#### EXERCISE:
For each line of the data below, copy it if it holds the word "green".

#### Stored data entries:

■ ■ ■

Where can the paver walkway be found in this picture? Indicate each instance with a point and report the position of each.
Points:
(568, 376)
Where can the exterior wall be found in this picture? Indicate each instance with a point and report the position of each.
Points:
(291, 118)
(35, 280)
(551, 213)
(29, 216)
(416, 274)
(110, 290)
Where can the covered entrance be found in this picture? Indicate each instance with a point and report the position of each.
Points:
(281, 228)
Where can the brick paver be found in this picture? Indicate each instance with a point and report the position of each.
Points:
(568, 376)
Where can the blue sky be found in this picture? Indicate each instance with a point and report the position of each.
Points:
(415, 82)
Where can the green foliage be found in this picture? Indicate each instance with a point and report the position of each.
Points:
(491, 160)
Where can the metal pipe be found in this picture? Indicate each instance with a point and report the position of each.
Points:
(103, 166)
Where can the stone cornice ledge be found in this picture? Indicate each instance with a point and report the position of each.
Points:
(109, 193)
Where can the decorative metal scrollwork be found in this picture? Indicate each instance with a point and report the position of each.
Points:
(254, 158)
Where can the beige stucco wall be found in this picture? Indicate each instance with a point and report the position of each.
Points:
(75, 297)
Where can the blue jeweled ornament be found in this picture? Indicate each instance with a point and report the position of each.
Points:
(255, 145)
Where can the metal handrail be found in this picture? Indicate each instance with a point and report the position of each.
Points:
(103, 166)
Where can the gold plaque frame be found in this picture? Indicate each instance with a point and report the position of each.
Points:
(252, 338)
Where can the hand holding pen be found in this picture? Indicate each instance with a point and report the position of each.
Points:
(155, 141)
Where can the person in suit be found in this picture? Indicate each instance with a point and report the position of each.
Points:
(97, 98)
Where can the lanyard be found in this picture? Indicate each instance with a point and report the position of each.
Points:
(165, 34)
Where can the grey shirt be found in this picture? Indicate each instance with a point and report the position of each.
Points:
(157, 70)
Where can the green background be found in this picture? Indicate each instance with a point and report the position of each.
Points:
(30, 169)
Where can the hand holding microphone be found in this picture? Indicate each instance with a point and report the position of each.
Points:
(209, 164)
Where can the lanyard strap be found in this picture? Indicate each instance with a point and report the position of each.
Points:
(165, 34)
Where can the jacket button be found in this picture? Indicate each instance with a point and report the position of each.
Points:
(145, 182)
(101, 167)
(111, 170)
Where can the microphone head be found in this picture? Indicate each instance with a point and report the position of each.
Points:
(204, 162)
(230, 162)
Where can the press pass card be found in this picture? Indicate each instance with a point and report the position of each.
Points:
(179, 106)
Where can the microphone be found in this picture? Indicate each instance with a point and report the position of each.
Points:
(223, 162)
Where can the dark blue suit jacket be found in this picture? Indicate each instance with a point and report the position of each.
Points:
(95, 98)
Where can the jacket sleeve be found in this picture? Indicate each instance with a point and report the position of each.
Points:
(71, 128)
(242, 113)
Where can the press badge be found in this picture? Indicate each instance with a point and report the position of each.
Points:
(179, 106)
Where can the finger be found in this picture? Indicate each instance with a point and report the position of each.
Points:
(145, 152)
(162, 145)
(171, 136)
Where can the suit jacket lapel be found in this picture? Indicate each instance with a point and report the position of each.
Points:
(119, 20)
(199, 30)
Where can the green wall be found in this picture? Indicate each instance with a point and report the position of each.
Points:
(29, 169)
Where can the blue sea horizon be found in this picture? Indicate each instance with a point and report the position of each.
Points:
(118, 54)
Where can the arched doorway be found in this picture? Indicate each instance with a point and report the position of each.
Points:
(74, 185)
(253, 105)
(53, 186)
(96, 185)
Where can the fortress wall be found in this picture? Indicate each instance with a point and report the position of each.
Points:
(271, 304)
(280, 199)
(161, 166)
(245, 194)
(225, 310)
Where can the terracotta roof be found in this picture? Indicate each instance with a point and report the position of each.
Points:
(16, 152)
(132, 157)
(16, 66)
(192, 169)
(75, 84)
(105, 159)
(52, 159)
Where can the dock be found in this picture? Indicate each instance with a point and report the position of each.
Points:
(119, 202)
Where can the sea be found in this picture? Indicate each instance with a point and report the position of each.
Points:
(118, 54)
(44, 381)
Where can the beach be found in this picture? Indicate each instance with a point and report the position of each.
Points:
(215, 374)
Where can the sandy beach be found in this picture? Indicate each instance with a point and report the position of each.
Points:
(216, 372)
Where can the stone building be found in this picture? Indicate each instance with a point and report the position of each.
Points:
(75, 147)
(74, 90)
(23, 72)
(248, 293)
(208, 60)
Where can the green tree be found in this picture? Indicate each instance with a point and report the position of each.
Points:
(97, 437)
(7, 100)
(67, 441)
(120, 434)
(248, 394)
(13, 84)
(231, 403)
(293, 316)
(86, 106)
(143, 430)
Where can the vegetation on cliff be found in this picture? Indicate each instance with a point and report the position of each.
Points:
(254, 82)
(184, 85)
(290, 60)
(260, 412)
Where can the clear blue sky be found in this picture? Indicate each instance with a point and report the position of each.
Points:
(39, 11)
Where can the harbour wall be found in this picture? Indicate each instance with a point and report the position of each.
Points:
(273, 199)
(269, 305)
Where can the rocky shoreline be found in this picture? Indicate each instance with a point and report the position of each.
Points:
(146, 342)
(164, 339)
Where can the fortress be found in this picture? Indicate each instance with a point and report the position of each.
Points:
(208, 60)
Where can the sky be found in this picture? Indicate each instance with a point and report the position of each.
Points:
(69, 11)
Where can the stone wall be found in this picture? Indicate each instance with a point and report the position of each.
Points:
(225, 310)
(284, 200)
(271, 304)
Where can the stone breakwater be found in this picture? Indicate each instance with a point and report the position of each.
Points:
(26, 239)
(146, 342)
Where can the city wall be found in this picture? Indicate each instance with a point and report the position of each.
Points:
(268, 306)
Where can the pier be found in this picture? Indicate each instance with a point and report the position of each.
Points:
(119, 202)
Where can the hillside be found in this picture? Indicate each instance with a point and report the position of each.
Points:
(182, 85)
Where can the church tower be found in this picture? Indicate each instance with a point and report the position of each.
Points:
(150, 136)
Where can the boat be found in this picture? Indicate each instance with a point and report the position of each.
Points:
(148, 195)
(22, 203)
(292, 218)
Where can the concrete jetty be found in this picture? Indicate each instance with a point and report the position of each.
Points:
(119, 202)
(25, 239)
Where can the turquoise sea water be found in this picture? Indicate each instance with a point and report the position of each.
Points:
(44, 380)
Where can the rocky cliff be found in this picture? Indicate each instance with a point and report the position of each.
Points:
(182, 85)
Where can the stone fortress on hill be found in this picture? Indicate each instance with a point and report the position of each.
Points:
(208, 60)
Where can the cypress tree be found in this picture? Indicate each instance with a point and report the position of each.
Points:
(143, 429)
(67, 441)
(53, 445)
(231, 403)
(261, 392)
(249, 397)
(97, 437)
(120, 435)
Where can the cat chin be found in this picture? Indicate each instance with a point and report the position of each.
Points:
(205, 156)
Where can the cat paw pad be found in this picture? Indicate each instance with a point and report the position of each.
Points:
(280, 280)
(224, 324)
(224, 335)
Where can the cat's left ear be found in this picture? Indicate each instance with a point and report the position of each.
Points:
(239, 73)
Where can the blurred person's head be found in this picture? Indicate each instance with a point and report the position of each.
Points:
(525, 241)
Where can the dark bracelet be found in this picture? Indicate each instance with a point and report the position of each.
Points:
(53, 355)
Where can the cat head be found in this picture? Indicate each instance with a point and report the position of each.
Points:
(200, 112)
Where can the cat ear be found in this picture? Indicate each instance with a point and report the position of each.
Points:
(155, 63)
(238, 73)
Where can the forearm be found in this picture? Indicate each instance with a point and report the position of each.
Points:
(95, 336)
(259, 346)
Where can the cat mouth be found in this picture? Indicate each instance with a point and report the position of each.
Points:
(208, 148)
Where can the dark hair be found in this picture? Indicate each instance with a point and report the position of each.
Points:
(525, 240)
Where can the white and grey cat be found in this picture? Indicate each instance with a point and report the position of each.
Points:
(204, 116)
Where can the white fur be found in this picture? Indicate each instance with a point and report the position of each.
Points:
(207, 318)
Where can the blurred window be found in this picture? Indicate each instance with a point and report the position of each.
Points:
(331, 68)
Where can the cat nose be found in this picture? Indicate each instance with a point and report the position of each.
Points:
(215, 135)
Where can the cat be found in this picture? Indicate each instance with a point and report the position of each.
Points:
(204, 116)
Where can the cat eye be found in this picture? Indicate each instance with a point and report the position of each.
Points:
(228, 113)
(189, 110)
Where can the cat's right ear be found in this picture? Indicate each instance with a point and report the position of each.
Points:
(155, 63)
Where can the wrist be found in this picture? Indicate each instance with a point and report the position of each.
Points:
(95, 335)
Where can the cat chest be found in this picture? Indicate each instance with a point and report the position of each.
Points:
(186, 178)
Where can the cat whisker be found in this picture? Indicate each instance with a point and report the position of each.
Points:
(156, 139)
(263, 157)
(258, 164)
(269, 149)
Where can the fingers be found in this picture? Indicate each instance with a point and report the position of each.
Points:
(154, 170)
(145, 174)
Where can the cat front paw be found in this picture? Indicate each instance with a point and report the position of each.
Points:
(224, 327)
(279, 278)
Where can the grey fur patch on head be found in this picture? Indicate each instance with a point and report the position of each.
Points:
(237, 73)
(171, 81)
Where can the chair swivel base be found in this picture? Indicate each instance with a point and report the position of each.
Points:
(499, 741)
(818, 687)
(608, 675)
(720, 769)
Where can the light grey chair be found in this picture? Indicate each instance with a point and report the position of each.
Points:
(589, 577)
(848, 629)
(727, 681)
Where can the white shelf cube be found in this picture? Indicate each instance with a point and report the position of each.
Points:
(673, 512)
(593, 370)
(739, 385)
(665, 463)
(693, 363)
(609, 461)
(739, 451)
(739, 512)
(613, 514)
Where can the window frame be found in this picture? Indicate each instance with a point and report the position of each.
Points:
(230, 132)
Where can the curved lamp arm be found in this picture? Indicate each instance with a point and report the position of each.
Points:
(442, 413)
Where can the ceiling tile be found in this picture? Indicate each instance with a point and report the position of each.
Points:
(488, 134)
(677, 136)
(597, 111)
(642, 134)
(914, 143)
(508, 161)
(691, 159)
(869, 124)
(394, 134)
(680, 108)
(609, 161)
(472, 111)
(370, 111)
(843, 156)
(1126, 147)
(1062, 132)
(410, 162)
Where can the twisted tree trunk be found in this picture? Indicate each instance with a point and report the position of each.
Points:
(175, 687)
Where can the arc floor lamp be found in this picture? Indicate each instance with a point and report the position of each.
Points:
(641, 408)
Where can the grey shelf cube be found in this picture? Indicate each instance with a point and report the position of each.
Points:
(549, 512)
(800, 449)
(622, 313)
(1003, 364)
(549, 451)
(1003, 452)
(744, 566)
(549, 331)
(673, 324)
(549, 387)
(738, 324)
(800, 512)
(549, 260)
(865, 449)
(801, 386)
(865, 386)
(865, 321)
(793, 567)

■ ■ ■

#### TASK ANSWER:
Where can the green foliage be found in this picture? Indicate each instance with a point and report the position of each.
Where can the green background be found in this picture? Indicate each instance with a point and report the position of each.
Where can the green wall be found in this picture? Indicate each instance with a point and report the position of each.
Where can the green tree be found in this picture? Indicate each instance with a point and report the position of each.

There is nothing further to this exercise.